[READING TEXT]
::::::::

I do wonder, regardless of the aperture and whether it's IS or not, if they'll simply start stripping back things like weather sealing and the thicker, white-painted shells from these zooms and longer primes. The way I hear it from stores and magazine writers around here, things like the Fuji 50-140 and the Sigma and Tamron 70-200—all lighter, cheaper and black plastic—have shot up in sales, as people move toward smaller cameras and generally don't value camera equipment as highly. (E.g. Only making around £40 profit on every £1000 body sold because the market won't support the larger margins of ten years ago.)
So it wouldn't surprise me if Canon went that way. Maybe scrap the non-IS versions and have the f/2.8L IS II at the high end of the price range, an f/4L IS II for the mid price and a black, non-L 70-200 f/4 or f/4-5.6 for the lower price range. As it is, Canon has _four_ white, 'L' 70-200 zooms, two of which come in at pretty much the same price point. Pairing those middle two down into a fresh f/4 IS and replacing the lowest model with a non-L would make a lot of sense with the current market.


----------



## jd7 (Sep 28, 2015)

::::::::

[PROBLEMS]
**1)** In the forum post about Canon zoom lenses, how many white "L" 70-200 zooms does Canon currently have?
**2)** Copy the forum post about Canon zoom lenses from "I do wonder, regardless" up to and including "ten years ago.)".
These rows have no connection to the forum post about Canon zoom lenses.

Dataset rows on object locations

::::::::

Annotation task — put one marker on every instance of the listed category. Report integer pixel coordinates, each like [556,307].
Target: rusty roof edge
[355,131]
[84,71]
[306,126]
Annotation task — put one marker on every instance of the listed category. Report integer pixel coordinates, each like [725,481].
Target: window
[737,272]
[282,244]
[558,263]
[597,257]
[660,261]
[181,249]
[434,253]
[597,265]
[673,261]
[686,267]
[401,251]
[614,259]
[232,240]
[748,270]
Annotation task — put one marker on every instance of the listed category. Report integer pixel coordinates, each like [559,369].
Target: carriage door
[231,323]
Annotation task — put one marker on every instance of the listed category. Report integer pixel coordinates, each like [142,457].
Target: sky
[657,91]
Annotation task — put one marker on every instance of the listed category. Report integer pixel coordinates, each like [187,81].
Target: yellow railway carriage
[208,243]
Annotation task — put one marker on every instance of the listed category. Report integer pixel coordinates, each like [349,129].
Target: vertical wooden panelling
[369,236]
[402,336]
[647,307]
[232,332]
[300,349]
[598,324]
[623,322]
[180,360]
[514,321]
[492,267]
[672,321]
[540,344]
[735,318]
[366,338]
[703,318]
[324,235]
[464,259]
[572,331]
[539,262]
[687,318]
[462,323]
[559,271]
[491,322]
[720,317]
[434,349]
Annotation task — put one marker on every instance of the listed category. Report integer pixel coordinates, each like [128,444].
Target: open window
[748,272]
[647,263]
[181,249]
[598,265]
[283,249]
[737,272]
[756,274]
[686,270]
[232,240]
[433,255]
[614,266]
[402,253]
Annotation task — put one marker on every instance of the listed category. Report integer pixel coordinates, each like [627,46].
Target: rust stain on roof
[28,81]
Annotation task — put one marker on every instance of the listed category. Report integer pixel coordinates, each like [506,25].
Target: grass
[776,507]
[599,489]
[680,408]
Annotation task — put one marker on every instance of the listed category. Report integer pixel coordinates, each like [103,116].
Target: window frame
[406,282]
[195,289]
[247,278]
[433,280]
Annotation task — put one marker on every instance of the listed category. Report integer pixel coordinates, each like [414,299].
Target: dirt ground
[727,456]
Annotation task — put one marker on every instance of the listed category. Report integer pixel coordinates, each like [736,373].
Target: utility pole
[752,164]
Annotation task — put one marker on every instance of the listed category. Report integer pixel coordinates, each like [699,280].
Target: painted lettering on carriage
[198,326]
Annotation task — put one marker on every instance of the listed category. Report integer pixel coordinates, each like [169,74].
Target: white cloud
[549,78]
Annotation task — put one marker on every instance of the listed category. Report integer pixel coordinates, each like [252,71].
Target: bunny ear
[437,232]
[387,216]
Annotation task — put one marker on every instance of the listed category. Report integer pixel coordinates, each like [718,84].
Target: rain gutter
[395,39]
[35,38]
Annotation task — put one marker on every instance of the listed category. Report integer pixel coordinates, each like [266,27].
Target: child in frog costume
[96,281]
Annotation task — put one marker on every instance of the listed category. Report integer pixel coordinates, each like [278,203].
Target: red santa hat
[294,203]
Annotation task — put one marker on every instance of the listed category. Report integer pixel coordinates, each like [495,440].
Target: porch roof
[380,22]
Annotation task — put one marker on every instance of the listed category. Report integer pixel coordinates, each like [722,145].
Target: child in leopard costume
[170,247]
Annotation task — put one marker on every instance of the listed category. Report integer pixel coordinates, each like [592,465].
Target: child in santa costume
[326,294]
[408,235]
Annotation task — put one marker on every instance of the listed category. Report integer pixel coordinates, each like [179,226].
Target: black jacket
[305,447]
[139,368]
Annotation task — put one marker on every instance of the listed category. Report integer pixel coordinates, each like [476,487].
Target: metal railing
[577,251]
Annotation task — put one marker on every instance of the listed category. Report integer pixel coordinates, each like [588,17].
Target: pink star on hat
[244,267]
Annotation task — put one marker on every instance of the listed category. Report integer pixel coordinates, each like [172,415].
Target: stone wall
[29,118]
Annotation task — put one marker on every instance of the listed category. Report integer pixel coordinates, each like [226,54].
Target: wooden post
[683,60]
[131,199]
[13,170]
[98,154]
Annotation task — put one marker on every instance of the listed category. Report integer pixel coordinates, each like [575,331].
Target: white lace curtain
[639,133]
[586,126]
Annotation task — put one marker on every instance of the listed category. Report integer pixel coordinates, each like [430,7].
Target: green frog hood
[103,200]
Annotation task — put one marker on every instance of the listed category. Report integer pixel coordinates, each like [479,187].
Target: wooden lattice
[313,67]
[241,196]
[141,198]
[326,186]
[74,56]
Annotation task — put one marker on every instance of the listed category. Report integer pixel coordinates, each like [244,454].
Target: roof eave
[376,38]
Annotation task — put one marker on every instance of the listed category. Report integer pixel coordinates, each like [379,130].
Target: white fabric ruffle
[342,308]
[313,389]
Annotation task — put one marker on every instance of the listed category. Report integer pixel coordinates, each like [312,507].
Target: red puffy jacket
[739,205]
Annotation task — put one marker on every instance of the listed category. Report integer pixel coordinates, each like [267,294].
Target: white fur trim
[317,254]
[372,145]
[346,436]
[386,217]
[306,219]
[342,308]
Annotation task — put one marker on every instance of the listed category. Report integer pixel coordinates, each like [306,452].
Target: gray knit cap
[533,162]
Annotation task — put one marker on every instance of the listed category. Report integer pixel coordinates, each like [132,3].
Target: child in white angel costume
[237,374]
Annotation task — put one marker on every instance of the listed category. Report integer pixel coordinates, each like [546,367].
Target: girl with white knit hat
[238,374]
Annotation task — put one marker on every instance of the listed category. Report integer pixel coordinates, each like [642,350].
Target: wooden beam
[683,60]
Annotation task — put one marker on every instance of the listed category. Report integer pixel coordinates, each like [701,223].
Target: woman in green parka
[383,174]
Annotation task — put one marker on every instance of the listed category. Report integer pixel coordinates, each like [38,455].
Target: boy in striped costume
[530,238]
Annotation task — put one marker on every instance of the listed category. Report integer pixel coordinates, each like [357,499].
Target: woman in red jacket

::::::::

[RESPONSES PER TASK]
**1)** Four.

**2)**
I do wonder, regardless of the aperture and whether it's IS or not, if they'll simply start stripping back things like weather sealing and the thicker, white-painted shells from these zooms and longer primes. The way I hear it from stores and magazine writers around here, things like the Fuji 50-140 and the Sigma and Tamron 70-200—all lighter, cheaper and black plastic—have shot up in sales, as people move toward smaller cameras and generally don't value camera equipment as highly. (E.g. Only making around £40 profit on every £1000 body sold because the market won't support the larger margins of ten years ago.)